:: BRIEF A ::
In the listing, turn the lines running from the one containing "Q. Point to the yellow ballot" through the one containing "pixel 189 265", both included, into a JSON list of strings with one string per line, leaving out any blank lines.

**** SELECTED PASSAGE

In the Notebook PreProcessing.ipynb, data is being loaded and processed. First, we take care of the **kern structure and arrange the chords as given in the sequence information in the header. Then, the chords are added to a 2D list. This list is then processed, and the chords are simplified. The original chord vocab size shrinks from 1007115. The chords are then saved into data/processed/chords.json.

Statistics

Statistics.ipynb will give some insights into the data and produce plots saved in img/.

Network and Training

The Notebook Models.ipynb contains all the training and generating logic. Two Recurrent Neural Networks (one LSTM and a baseline RNN) are set up with the same hyper-parameters. They will be compared later. Here is the general structure:

  1. Load chords.json: Load the chords and tokenize them to datatype int. This is all done by functions one can find in functions/utils.py. The sequences are also padded.
  2. Add tokens to the data: <BOS>: Beginning of Sequence token (marks the start of the chord sequence)
    <EOS>: End of Sequence token (marks the end of the chord sequence)
    pad: Padding token (sequences are padded to the same length)
  3. Set up RNN: An RNN with two linear layers is set up. Sequences will not be packed like in the LSTM.
  4. Set up LSTM: The same architecture as the RNN, but with sequence packing.
  5. Train them both over 50 epochs.
  6. Generate new sequences using multinomial sampling for picking the next element.
  7. Compare the results: Distribution similarity, padding content, ...
  8. Save generated chords to midi files: they can be found in the midi folder for listening. I recommend looking into the outputs/midi/arranged since the chords have been used to make an entire arrangement out of it - or for only chords (without arrangement): outputs/midi/piano.

********

:: BRIEF B ::
Based on the chord-model notes, answer yes or no to each statement below, and back each answer with the deciding words from the notes, quoted exactly.
(i) The LSTM and the baseline RNN are given the same hyper-parameters.
(ii) The RNN packs its sequences.
(iii) Both networks are trained for 100 epochs.

**** DATA RECORDS

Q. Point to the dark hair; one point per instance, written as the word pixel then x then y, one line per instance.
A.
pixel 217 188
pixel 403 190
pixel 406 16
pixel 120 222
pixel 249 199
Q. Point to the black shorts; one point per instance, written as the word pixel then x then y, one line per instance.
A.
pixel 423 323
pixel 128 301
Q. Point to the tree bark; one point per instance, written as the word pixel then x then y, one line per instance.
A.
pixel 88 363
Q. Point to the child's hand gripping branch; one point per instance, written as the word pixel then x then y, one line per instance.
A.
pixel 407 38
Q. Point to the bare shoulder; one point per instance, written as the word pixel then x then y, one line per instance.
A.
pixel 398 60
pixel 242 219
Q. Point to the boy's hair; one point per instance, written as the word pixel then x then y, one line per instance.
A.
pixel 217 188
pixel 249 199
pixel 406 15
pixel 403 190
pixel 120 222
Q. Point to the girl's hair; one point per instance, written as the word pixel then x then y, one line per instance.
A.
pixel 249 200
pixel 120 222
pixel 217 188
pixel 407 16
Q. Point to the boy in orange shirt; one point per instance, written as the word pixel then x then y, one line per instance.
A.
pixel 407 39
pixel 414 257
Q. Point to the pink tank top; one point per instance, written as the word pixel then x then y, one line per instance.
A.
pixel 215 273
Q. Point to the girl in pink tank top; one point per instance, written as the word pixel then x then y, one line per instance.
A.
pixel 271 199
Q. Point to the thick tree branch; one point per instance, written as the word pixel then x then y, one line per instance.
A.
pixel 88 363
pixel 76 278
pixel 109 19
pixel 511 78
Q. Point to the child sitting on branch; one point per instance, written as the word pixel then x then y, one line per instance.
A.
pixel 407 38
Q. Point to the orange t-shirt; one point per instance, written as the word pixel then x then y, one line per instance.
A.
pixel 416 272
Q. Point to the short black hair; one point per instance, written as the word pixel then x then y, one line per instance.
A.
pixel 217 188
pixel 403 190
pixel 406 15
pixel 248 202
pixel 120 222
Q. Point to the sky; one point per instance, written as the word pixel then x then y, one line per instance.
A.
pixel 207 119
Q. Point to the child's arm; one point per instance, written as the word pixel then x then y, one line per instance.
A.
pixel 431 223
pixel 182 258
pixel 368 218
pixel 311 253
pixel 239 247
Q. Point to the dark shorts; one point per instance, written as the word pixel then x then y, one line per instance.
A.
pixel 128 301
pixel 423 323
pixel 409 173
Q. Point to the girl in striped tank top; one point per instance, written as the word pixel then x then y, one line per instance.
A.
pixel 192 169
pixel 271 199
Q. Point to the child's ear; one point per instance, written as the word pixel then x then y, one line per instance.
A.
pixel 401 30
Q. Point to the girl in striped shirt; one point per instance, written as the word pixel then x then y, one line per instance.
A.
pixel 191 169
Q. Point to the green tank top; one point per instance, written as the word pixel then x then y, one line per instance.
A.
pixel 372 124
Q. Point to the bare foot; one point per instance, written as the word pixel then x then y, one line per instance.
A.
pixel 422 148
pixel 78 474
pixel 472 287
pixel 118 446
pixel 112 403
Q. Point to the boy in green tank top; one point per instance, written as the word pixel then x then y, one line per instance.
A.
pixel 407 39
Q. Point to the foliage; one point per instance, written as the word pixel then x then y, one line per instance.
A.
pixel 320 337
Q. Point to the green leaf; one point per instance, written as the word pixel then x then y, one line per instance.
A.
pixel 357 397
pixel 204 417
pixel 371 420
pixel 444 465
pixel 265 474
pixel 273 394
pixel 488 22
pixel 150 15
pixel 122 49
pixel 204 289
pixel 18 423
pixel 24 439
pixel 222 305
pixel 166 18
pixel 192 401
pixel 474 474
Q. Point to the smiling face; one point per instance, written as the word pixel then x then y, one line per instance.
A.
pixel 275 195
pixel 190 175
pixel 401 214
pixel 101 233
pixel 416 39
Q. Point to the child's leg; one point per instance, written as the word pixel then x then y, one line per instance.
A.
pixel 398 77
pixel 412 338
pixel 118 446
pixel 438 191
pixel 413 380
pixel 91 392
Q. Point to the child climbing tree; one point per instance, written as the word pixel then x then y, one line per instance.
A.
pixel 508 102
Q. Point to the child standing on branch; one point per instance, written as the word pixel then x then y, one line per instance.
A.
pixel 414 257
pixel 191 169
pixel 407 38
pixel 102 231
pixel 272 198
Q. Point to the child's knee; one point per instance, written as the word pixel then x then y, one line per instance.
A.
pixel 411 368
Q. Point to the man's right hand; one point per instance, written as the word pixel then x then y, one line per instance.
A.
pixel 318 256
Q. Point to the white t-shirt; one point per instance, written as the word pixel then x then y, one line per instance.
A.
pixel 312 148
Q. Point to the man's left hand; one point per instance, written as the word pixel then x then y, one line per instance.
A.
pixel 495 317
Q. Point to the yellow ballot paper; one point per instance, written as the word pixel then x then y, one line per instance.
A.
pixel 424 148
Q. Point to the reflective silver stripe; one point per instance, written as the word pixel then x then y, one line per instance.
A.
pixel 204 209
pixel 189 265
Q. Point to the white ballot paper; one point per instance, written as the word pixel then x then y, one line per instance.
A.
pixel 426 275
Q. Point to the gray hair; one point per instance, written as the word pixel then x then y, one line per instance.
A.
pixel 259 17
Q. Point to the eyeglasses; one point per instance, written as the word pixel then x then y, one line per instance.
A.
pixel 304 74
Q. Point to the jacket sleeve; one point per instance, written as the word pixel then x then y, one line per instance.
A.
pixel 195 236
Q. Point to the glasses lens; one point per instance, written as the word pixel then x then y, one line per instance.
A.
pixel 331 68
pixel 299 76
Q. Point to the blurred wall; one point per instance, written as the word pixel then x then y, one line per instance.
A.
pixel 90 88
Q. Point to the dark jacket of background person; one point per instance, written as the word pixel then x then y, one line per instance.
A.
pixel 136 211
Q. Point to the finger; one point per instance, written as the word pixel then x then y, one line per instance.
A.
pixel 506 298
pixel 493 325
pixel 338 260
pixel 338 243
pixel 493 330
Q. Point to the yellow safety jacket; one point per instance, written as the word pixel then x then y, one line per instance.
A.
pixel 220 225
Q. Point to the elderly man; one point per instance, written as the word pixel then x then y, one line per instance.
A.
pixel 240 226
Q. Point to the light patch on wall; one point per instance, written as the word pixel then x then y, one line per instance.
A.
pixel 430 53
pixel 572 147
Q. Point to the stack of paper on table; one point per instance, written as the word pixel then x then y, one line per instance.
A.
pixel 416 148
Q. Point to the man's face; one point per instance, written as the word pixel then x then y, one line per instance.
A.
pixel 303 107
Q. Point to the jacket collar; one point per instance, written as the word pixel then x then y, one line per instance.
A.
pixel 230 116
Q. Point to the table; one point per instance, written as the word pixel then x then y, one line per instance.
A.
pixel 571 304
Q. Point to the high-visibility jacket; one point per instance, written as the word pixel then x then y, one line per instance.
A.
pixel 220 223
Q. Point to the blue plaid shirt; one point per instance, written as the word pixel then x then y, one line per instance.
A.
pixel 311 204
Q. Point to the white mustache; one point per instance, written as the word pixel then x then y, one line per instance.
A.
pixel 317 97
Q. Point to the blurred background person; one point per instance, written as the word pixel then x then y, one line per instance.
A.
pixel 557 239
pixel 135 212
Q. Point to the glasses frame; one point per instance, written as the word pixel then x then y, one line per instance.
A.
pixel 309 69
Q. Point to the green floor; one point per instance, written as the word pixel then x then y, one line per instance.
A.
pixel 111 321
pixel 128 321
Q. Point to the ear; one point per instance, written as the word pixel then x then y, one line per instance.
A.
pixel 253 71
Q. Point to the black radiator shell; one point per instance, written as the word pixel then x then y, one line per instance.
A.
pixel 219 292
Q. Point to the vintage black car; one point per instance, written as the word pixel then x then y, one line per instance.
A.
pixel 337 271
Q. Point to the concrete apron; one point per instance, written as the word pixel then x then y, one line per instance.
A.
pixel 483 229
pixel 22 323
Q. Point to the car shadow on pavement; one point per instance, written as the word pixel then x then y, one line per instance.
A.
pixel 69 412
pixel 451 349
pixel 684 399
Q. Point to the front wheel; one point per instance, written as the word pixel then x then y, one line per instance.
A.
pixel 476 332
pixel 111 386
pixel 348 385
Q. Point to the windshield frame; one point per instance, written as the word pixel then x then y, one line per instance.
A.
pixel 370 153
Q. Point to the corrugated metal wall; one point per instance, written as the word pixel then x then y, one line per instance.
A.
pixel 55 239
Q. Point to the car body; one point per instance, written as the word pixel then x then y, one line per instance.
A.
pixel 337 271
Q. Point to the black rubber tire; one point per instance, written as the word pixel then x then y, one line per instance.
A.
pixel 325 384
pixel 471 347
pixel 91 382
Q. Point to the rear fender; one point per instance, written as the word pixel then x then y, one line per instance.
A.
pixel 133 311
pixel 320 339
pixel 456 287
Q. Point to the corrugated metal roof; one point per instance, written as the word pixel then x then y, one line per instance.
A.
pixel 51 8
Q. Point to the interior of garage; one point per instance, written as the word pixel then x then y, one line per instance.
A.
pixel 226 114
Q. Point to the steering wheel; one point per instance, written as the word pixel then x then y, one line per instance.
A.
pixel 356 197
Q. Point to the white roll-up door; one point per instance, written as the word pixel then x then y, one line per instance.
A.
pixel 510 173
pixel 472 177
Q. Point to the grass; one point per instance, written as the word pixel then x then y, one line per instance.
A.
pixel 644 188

********

:: RIGHT ANSWER A ::
[
  "Q. Point to the yellow ballot paper; one point per instance, written as the word pixel then x then y, one line per instance.",
  "A.",
  "pixel 424 148",
  "Q. Point to the reflective silver stripe; one point per instance, written as the word pixel then x then y, one line per instance.",
  "A.",
  "pixel 204 209",
  "pixel 189 265"
]

:: RIGHT ANSWER B ::
(i) Yes: "Two Recurrent Neural Networks (one LSTM and a baseline RNN) are set up with the same hyper-parameters."
(ii) No: "Sequences will not be packed like in the LSTM."
(iii) No: "Train them both over 50 epochs."